● REQUIREMENTS
Report each line of the entries that contains the string "white", treating uppercase and lowercase letters as different.

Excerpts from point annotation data

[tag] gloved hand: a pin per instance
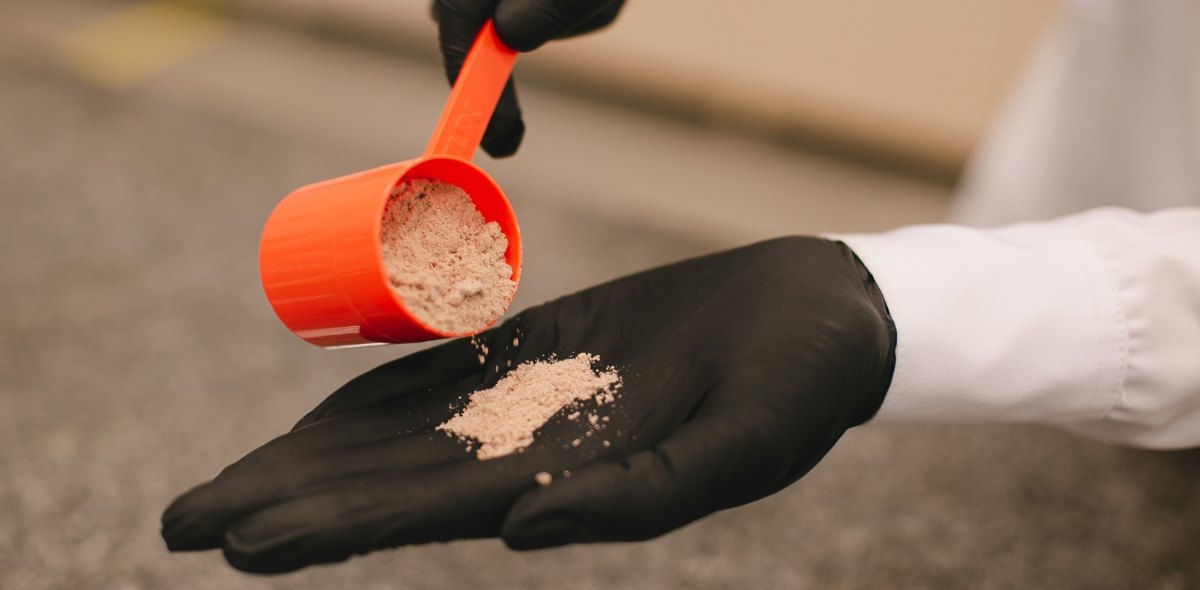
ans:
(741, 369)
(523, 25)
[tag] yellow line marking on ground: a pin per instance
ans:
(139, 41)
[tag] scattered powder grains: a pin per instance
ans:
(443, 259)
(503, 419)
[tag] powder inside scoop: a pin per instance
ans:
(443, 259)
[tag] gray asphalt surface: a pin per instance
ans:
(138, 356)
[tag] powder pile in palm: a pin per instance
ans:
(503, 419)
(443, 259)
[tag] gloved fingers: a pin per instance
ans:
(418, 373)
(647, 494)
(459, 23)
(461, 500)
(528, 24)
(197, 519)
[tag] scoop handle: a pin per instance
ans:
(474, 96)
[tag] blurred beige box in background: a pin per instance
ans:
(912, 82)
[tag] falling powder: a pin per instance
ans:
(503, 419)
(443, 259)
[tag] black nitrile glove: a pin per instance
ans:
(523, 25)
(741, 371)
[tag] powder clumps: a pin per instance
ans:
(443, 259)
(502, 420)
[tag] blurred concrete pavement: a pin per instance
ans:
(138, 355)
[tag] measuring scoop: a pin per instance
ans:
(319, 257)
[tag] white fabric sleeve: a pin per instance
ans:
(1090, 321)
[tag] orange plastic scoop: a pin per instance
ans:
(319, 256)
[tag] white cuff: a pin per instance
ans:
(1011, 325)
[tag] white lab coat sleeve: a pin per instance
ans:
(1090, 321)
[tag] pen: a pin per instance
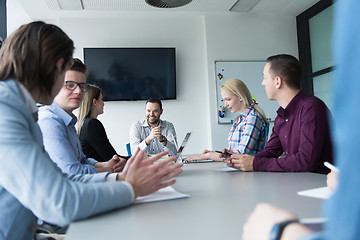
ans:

* * *

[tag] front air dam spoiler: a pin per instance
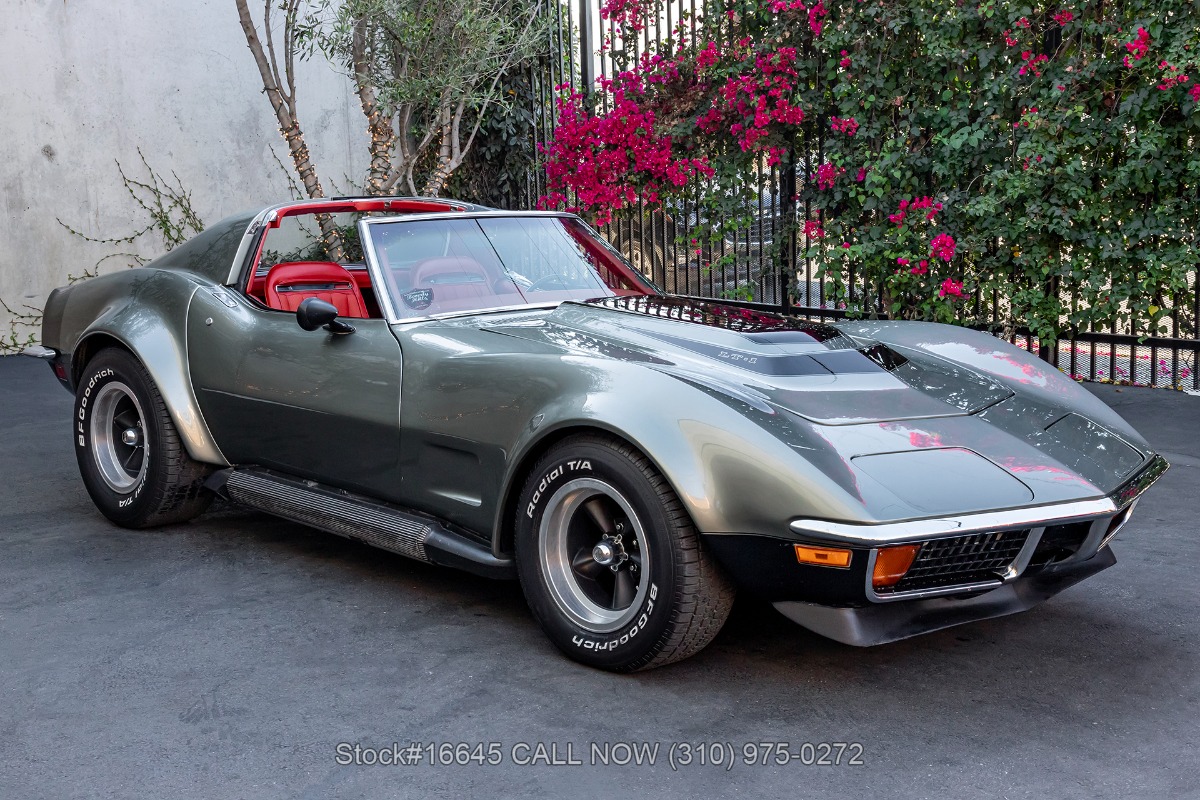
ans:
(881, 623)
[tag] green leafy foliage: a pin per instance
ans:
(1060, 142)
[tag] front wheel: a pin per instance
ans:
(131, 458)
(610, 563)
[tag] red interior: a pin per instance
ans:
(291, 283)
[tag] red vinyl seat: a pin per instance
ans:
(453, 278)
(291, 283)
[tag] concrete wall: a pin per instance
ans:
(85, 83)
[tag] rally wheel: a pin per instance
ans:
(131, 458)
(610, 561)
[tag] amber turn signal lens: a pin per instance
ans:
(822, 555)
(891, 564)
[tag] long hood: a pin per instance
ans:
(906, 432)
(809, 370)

● EXPECTED ANSWER
[tag] white fabric sleeve: a pin per instance
[tag] white cuff: a pin per instance
[tag] white lab coat sleeve: a pin per instance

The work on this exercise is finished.